- [PROBLEM TO SOLVE]:
Give the data, from its first line through the line containing "0 264 L 396" inclusive, as a Markdown table with the columns Row and Line, numbering each row and leaving out blank lines.

- [SUPPLIED DATA]:
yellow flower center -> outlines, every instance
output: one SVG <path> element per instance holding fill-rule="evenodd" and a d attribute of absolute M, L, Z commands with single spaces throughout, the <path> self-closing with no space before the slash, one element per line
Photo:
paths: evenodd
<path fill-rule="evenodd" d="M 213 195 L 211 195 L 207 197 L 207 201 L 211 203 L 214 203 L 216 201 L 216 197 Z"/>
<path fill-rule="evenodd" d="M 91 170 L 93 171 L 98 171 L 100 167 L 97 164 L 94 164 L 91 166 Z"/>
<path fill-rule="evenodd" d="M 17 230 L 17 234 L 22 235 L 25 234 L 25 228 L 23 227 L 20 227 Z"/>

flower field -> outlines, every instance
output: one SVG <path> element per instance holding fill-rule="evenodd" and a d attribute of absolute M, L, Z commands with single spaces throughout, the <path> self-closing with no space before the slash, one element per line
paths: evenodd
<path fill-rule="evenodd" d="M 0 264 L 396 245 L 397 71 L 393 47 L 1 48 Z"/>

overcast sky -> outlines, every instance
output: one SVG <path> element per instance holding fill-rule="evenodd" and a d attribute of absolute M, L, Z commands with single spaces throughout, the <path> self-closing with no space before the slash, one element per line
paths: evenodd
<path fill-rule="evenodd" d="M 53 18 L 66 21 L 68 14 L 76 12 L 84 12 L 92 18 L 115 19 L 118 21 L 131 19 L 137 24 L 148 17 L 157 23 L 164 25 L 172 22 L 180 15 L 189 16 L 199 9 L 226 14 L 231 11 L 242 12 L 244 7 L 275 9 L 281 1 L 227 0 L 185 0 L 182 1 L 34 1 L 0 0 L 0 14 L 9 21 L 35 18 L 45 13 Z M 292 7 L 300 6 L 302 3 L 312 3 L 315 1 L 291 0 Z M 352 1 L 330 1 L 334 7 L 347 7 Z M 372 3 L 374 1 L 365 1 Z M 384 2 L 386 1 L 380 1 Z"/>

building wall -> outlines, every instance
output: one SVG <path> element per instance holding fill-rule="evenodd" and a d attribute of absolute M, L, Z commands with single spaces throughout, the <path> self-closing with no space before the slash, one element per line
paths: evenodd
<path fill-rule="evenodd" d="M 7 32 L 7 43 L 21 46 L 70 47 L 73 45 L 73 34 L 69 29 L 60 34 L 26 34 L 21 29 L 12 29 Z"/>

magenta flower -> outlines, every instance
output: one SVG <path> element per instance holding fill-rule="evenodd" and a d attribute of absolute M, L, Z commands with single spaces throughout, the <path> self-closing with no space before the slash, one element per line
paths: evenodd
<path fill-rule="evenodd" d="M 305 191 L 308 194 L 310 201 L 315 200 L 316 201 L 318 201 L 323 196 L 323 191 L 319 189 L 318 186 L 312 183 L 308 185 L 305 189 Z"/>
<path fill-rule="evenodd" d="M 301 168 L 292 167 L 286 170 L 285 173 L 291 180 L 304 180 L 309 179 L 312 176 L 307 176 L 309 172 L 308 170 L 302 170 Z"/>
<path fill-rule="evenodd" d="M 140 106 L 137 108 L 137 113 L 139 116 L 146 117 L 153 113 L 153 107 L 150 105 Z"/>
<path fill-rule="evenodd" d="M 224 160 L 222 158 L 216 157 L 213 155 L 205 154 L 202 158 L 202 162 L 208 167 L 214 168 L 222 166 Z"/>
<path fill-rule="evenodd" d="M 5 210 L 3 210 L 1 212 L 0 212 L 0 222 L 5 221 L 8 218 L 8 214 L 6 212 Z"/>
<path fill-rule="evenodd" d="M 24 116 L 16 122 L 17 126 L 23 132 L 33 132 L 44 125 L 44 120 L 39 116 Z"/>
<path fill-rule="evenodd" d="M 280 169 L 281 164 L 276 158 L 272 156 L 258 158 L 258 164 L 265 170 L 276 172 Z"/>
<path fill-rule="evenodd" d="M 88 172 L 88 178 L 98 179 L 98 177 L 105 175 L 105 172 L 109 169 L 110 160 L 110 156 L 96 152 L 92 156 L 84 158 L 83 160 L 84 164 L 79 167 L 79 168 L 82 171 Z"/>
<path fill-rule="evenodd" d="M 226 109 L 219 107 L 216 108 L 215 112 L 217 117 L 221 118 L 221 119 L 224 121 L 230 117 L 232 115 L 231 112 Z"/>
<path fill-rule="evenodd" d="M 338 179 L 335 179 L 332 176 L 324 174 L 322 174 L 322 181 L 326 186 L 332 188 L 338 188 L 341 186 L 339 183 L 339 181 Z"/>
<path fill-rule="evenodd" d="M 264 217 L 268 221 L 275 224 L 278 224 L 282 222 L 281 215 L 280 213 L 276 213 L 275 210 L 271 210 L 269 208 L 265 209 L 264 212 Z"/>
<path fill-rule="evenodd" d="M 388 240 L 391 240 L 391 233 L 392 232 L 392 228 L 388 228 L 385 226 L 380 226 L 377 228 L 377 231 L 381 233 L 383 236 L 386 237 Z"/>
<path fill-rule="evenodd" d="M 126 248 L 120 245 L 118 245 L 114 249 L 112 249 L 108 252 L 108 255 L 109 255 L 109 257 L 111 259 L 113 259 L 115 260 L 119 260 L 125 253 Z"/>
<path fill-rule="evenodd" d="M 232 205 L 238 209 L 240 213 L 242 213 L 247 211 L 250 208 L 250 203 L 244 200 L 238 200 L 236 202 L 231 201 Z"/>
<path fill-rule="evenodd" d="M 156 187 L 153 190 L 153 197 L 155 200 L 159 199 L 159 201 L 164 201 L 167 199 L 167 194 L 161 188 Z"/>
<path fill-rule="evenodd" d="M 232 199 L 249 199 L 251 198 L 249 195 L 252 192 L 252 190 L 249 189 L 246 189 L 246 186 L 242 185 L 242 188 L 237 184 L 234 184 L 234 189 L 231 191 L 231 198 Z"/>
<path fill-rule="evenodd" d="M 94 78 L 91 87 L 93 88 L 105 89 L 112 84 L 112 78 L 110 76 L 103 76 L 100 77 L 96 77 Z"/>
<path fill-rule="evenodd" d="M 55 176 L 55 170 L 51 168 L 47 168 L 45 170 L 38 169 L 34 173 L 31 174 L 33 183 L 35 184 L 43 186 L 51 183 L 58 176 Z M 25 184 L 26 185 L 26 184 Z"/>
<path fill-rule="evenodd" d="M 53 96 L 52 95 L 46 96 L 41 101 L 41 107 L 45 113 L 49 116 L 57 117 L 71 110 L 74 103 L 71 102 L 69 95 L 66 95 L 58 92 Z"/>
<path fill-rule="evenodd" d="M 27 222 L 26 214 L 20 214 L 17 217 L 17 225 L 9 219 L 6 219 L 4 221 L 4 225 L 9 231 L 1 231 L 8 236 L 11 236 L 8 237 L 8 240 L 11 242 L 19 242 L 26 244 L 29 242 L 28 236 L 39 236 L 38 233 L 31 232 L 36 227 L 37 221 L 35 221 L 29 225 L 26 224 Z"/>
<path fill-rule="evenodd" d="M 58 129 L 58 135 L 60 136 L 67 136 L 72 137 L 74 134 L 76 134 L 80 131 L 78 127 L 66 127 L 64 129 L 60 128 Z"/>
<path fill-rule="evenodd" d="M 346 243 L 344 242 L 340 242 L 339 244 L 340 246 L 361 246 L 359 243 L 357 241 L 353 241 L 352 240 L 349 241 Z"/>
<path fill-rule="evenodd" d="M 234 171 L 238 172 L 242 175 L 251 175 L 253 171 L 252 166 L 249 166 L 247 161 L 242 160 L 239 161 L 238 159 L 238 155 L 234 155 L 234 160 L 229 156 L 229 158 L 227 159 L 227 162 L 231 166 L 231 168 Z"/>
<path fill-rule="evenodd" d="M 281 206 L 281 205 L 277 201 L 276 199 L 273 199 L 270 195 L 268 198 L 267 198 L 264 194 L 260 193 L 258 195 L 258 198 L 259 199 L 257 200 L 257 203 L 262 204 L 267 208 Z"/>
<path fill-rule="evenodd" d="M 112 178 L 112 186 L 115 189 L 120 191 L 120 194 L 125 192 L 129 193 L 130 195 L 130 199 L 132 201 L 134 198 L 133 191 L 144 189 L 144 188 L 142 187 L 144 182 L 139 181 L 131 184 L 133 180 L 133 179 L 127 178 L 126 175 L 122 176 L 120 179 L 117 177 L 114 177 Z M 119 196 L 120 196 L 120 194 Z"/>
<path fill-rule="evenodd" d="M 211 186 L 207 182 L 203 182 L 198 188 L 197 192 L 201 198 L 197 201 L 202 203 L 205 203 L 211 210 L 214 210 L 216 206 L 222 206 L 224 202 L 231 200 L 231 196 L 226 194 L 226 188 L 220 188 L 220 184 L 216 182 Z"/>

- [RESULT FOR THIS EXERCISE]:
| Row | Line |
|---|---|
| 1 | yellow flower center -> outlines, every instance |
| 2 | output: one SVG <path> element per instance holding fill-rule="evenodd" and a d attribute of absolute M, L, Z commands with single spaces throughout, the <path> self-closing with no space before the slash, one element per line |
| 3 | Photo: |
| 4 | paths: evenodd |
| 5 | <path fill-rule="evenodd" d="M 213 195 L 211 195 L 207 197 L 207 201 L 211 203 L 214 203 L 216 201 L 216 197 Z"/> |
| 6 | <path fill-rule="evenodd" d="M 91 170 L 93 171 L 98 171 L 100 167 L 97 164 L 94 164 L 91 166 Z"/> |
| 7 | <path fill-rule="evenodd" d="M 17 230 L 17 234 L 22 235 L 25 234 L 25 228 L 23 227 L 20 227 Z"/> |
| 8 | flower field -> outlines, every instance |
| 9 | output: one SVG <path> element per instance holding fill-rule="evenodd" and a d attribute of absolute M, L, Z commands with single spaces throughout, the <path> self-closing with no space before the slash, one element per line |
| 10 | paths: evenodd |
| 11 | <path fill-rule="evenodd" d="M 0 264 L 396 245 L 397 71 L 393 47 L 1 48 Z"/> |